=== Goal of the exercise ===
Leave out the images and return all the data word for word.

=== Provided entries ===
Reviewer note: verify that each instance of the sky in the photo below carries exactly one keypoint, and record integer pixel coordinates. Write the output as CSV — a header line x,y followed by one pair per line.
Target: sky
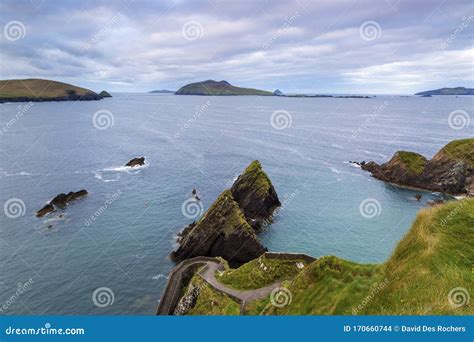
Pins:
x,y
324,46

=== Answer space ===
Reviewer note: verify that each instance of the sky in the photo below carries exactly one keypoint, and record integer pixel coordinates. Write the output as CSV — a header line x,y followed by one pair per line.
Target: sky
Pins:
x,y
324,46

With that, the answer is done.